»»

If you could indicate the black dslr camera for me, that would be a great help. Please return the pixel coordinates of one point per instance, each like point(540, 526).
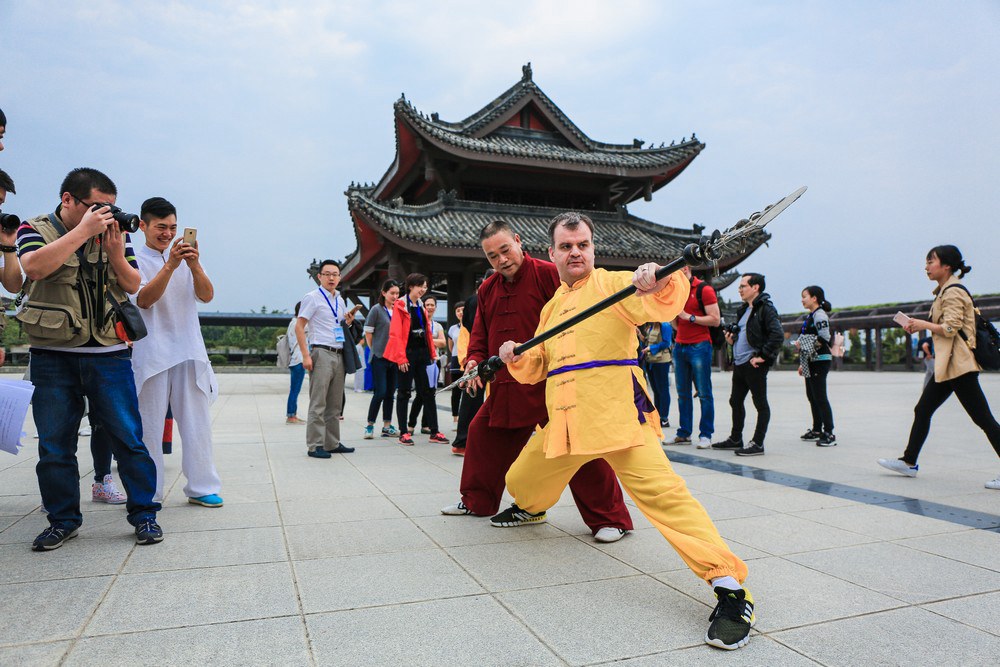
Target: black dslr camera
point(127, 222)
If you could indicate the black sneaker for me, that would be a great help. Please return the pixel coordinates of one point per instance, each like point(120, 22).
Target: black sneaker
point(731, 619)
point(752, 449)
point(148, 532)
point(827, 440)
point(728, 443)
point(515, 516)
point(52, 538)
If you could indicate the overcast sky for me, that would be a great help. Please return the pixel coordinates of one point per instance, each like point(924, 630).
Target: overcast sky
point(253, 118)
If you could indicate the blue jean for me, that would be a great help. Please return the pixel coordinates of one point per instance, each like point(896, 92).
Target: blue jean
point(61, 381)
point(659, 378)
point(298, 373)
point(693, 363)
point(384, 381)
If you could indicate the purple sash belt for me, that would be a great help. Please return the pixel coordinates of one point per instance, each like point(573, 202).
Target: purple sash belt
point(593, 364)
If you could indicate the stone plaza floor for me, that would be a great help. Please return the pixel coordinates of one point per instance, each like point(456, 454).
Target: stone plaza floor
point(348, 561)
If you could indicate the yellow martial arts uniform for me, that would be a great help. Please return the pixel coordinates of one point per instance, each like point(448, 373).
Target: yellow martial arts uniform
point(593, 414)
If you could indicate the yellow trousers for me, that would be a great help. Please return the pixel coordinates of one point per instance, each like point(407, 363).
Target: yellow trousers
point(661, 495)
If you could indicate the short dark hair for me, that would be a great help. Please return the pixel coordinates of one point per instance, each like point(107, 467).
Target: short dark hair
point(755, 279)
point(156, 207)
point(6, 182)
point(569, 220)
point(494, 228)
point(82, 180)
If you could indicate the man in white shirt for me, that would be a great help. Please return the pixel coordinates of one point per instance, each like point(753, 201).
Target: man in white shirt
point(171, 363)
point(324, 310)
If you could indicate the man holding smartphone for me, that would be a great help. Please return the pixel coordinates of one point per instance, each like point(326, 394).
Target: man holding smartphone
point(171, 363)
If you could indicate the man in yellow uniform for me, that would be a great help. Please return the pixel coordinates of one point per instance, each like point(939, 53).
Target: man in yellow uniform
point(599, 407)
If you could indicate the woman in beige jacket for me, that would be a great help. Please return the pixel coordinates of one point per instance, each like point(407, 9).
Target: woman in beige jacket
point(955, 367)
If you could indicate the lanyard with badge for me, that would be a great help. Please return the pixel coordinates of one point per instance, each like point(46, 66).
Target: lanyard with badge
point(338, 329)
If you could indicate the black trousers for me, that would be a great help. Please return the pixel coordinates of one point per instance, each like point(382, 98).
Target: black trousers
point(747, 379)
point(970, 395)
point(819, 402)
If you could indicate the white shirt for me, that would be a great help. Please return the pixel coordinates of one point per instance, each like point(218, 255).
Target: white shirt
point(324, 311)
point(174, 331)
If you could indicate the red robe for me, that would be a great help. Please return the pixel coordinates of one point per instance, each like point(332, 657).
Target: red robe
point(499, 431)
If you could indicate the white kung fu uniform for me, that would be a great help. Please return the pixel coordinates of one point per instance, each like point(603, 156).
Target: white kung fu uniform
point(171, 368)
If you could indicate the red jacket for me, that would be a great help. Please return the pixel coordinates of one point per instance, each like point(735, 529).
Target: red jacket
point(399, 333)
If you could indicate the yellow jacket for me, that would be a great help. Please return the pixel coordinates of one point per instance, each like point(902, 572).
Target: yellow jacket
point(593, 410)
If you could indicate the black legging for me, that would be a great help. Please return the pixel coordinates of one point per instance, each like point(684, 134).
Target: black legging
point(819, 402)
point(970, 395)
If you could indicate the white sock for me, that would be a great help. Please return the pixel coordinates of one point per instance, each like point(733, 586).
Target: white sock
point(726, 582)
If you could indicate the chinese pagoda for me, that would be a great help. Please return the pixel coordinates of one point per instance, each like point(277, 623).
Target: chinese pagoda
point(519, 159)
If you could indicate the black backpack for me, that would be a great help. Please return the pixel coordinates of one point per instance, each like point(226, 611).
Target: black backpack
point(987, 350)
point(716, 333)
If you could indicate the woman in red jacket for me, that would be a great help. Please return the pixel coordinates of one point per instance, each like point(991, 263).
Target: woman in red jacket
point(411, 347)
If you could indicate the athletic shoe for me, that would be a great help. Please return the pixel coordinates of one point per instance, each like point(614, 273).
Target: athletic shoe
point(148, 532)
point(900, 466)
point(107, 492)
point(515, 516)
point(456, 509)
point(752, 449)
point(731, 619)
point(211, 500)
point(728, 443)
point(827, 440)
point(609, 534)
point(52, 538)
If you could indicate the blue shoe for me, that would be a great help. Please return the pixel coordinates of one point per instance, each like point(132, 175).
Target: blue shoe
point(211, 500)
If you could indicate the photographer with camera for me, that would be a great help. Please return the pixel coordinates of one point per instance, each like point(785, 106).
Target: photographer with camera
point(80, 267)
point(756, 341)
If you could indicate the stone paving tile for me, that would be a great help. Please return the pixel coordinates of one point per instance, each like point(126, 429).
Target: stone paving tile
point(601, 620)
point(330, 584)
point(540, 562)
point(195, 597)
point(68, 604)
point(460, 632)
point(270, 641)
point(901, 636)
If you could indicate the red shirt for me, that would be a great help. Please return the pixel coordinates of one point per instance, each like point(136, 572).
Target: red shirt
point(687, 332)
point(510, 311)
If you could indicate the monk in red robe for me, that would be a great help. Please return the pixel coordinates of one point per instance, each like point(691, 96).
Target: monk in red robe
point(510, 302)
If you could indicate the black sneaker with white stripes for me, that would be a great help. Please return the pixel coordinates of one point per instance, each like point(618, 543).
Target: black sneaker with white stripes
point(515, 516)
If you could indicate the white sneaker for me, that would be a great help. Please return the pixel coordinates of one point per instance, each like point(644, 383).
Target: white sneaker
point(901, 467)
point(609, 534)
point(458, 509)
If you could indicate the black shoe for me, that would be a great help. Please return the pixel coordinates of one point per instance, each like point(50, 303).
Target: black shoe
point(515, 516)
point(148, 532)
point(827, 440)
point(728, 443)
point(52, 538)
point(731, 619)
point(752, 449)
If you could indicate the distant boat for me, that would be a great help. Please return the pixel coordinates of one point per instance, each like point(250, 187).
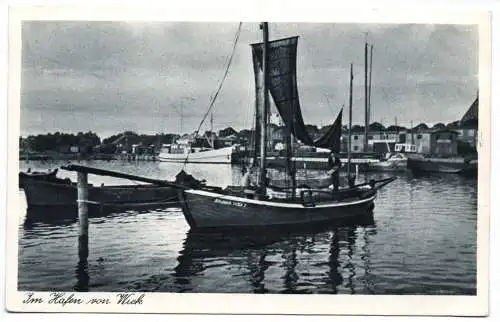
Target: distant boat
point(48, 190)
point(185, 153)
point(461, 165)
point(258, 203)
point(394, 161)
point(191, 150)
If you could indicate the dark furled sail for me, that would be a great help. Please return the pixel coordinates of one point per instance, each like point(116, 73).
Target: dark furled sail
point(331, 139)
point(282, 55)
point(283, 88)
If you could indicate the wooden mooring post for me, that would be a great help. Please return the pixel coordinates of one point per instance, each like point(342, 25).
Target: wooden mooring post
point(83, 215)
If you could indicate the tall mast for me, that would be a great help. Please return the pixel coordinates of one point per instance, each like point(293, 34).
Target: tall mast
point(263, 138)
point(370, 84)
point(350, 126)
point(365, 145)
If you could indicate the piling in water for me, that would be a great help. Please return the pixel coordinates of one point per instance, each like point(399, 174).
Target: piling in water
point(83, 215)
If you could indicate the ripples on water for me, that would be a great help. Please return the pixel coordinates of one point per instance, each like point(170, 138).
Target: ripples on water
point(421, 239)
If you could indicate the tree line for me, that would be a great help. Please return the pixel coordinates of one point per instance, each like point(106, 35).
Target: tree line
point(91, 142)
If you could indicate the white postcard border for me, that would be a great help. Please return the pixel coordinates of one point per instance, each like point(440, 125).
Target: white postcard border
point(249, 303)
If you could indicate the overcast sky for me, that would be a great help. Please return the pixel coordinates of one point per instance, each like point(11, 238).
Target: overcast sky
point(109, 77)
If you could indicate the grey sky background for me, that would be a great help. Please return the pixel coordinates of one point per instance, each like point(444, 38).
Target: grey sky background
point(109, 77)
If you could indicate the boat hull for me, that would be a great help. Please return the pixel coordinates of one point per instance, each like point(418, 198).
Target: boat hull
point(41, 193)
point(221, 156)
point(388, 166)
point(204, 209)
point(442, 165)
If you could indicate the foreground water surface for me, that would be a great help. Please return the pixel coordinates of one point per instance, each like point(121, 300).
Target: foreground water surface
point(420, 239)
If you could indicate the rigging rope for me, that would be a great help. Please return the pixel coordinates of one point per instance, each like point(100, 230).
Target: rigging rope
point(212, 102)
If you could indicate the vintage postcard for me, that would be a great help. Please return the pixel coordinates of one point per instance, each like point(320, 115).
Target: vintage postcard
point(168, 161)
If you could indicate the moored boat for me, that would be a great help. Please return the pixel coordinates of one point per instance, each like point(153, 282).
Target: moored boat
point(186, 154)
point(257, 204)
point(460, 165)
point(56, 192)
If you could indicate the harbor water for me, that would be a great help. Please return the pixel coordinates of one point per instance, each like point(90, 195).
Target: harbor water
point(421, 239)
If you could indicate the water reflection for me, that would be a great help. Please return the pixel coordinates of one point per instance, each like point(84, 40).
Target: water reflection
point(259, 249)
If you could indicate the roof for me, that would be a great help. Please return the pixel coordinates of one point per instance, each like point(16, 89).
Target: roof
point(445, 131)
point(472, 113)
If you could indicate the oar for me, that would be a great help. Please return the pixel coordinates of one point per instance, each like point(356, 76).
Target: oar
point(110, 173)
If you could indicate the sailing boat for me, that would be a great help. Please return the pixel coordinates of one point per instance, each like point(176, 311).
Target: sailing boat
point(191, 149)
point(256, 205)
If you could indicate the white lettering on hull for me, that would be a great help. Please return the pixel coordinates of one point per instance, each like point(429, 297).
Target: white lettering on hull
point(230, 203)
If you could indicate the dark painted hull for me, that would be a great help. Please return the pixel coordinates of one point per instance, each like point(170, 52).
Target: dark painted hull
point(442, 165)
point(204, 209)
point(42, 193)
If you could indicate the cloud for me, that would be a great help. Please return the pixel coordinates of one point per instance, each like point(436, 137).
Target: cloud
point(93, 74)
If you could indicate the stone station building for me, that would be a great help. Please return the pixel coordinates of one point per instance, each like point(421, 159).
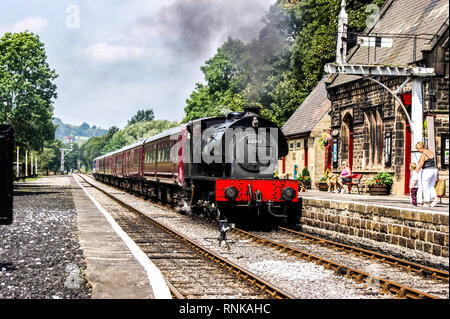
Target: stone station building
point(368, 126)
point(303, 130)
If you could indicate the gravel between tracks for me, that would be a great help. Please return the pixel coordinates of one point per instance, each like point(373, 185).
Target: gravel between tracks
point(40, 256)
point(303, 279)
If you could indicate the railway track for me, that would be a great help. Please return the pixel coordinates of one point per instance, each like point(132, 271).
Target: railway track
point(410, 267)
point(385, 285)
point(189, 268)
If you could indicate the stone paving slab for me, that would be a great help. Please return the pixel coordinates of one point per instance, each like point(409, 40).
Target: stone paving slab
point(384, 201)
point(112, 270)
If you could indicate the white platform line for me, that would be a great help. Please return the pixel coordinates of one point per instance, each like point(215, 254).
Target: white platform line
point(155, 278)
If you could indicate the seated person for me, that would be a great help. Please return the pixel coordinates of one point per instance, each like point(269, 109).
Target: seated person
point(345, 176)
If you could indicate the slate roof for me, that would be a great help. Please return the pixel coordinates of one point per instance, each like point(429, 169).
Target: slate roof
point(310, 112)
point(423, 18)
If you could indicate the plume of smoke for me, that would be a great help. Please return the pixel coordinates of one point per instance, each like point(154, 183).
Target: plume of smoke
point(197, 27)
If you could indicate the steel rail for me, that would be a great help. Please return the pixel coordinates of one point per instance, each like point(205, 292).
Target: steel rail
point(393, 261)
point(386, 286)
point(240, 272)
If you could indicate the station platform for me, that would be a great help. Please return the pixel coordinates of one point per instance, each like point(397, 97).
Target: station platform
point(402, 202)
point(114, 268)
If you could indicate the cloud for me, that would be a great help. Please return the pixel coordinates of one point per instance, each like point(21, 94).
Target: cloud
point(111, 52)
point(33, 24)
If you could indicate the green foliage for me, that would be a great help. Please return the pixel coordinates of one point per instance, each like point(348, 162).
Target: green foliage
point(94, 147)
point(142, 116)
point(49, 159)
point(134, 132)
point(27, 90)
point(280, 68)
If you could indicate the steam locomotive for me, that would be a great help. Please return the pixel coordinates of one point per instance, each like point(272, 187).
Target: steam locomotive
point(220, 167)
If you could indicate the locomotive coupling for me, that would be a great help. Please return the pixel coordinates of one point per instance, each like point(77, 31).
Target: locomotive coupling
point(231, 193)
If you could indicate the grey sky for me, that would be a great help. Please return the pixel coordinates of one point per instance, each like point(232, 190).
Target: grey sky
point(114, 57)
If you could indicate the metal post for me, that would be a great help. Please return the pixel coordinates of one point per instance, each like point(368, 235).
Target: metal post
point(31, 165)
point(341, 43)
point(17, 163)
point(431, 135)
point(26, 163)
point(62, 162)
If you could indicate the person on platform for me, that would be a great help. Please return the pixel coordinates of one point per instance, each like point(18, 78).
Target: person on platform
point(345, 176)
point(413, 183)
point(428, 174)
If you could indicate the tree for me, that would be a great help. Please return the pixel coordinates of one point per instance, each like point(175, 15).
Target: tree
point(142, 116)
point(94, 147)
point(134, 132)
point(27, 90)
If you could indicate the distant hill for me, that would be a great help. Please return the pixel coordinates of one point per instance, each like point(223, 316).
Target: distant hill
point(79, 133)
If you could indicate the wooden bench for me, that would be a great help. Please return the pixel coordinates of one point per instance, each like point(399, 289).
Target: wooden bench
point(356, 181)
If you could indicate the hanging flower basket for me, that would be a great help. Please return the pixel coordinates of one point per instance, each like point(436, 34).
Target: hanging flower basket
point(325, 140)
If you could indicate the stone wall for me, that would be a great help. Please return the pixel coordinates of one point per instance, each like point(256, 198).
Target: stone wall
point(412, 233)
point(316, 155)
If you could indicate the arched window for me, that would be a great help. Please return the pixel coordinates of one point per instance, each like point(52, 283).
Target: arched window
point(375, 128)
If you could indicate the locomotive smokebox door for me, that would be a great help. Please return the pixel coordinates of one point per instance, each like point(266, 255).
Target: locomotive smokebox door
point(6, 173)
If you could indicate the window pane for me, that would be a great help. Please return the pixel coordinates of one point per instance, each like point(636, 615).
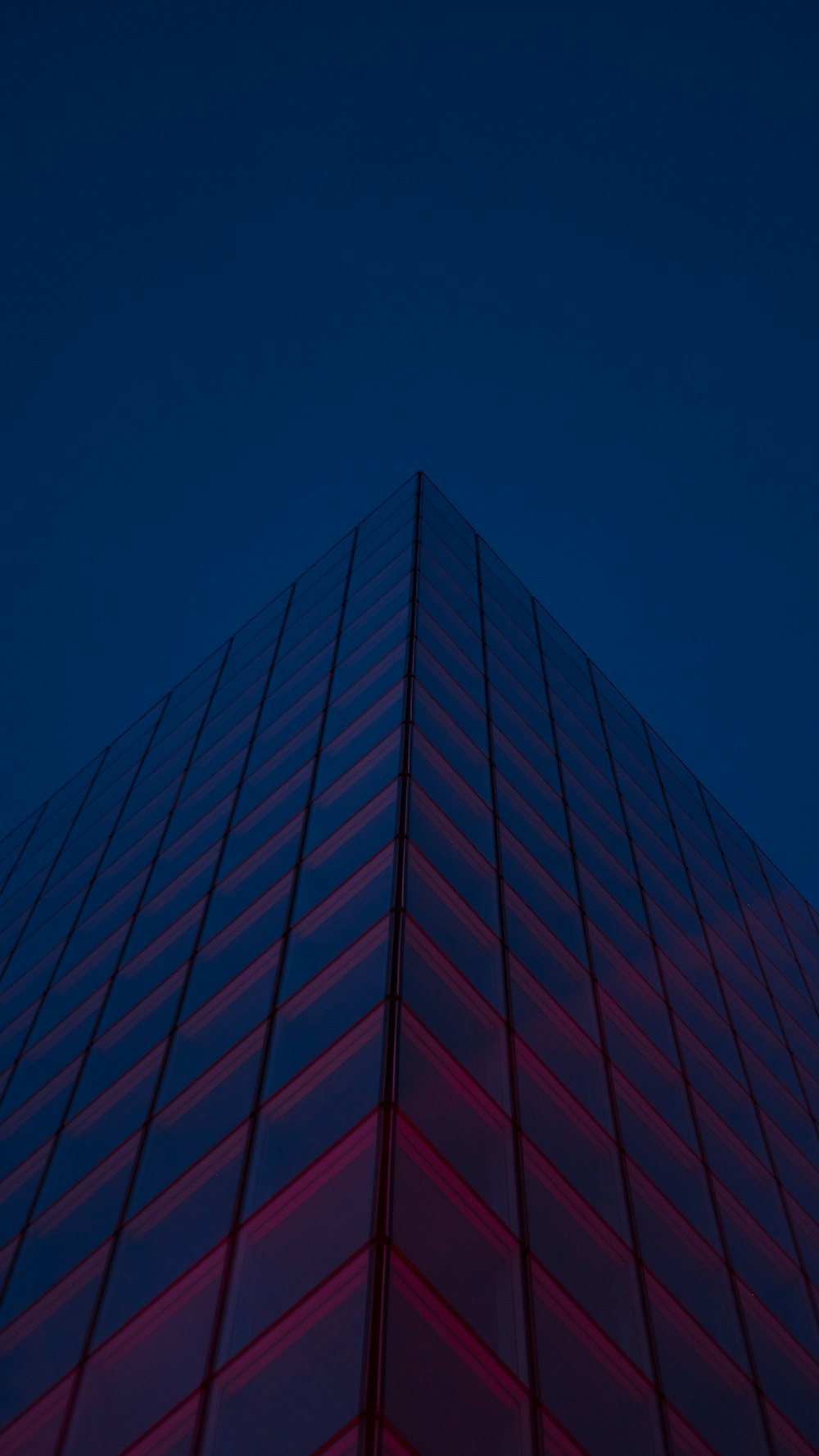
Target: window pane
point(469, 1401)
point(145, 1370)
point(263, 1390)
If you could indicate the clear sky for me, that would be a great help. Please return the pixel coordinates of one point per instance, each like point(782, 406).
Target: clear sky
point(263, 261)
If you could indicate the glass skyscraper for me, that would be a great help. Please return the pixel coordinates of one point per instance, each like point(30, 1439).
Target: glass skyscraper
point(404, 1056)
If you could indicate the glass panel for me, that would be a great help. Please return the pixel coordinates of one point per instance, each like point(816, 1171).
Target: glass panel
point(458, 1117)
point(455, 1014)
point(710, 1390)
point(43, 1344)
point(471, 1403)
point(196, 1120)
point(468, 872)
point(299, 1238)
point(338, 922)
point(145, 1370)
point(344, 852)
point(576, 1359)
point(581, 1251)
point(69, 1231)
point(455, 928)
point(172, 1233)
point(327, 1006)
point(433, 1214)
point(315, 1110)
point(572, 1141)
point(263, 1390)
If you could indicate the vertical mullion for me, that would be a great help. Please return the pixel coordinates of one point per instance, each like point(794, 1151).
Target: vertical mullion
point(86, 1051)
point(681, 1060)
point(142, 1133)
point(740, 1057)
point(382, 1216)
point(24, 845)
point(44, 885)
point(254, 1119)
point(512, 1059)
point(646, 1306)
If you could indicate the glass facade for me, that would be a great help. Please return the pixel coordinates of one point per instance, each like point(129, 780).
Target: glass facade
point(401, 1053)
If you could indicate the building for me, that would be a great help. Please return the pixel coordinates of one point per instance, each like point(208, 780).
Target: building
point(321, 1134)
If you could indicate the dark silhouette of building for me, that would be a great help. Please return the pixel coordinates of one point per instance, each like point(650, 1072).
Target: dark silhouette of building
point(404, 1055)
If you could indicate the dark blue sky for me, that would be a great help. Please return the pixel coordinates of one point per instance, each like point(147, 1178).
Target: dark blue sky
point(260, 262)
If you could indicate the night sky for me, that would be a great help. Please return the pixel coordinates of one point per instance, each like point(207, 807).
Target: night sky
point(263, 261)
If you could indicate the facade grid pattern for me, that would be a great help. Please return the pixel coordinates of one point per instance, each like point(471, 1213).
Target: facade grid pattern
point(402, 1055)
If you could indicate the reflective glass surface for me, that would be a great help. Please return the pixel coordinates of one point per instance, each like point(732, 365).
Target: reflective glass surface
point(402, 1055)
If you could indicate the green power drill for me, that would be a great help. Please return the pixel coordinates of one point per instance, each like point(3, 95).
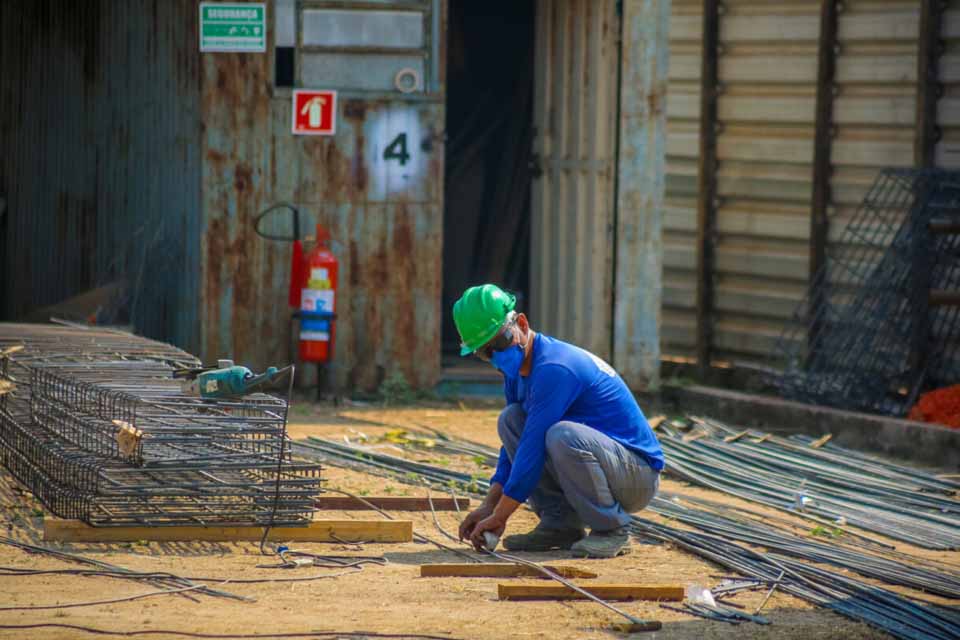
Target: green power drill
point(226, 380)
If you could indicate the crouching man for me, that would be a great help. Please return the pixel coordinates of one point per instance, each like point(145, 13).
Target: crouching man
point(574, 441)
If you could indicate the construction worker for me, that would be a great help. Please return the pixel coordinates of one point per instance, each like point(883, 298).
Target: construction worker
point(574, 441)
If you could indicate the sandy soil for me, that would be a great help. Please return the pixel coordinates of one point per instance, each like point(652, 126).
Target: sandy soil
point(387, 599)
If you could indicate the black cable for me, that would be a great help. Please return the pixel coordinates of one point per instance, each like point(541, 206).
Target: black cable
point(191, 634)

««

Format the lines of the listing above as a numbered list, from the line containing "If you could indicate the plume" through the line containing "point(197, 27)", both included. Omit any blank lines.

• [Solution to this problem]
1. If you could indicate the plume of smoke for me, that would be a great help. Please return the pixel coordinates of one point per instance, each like point(154, 183).
2. Target: plume of smoke
3. point(197, 27)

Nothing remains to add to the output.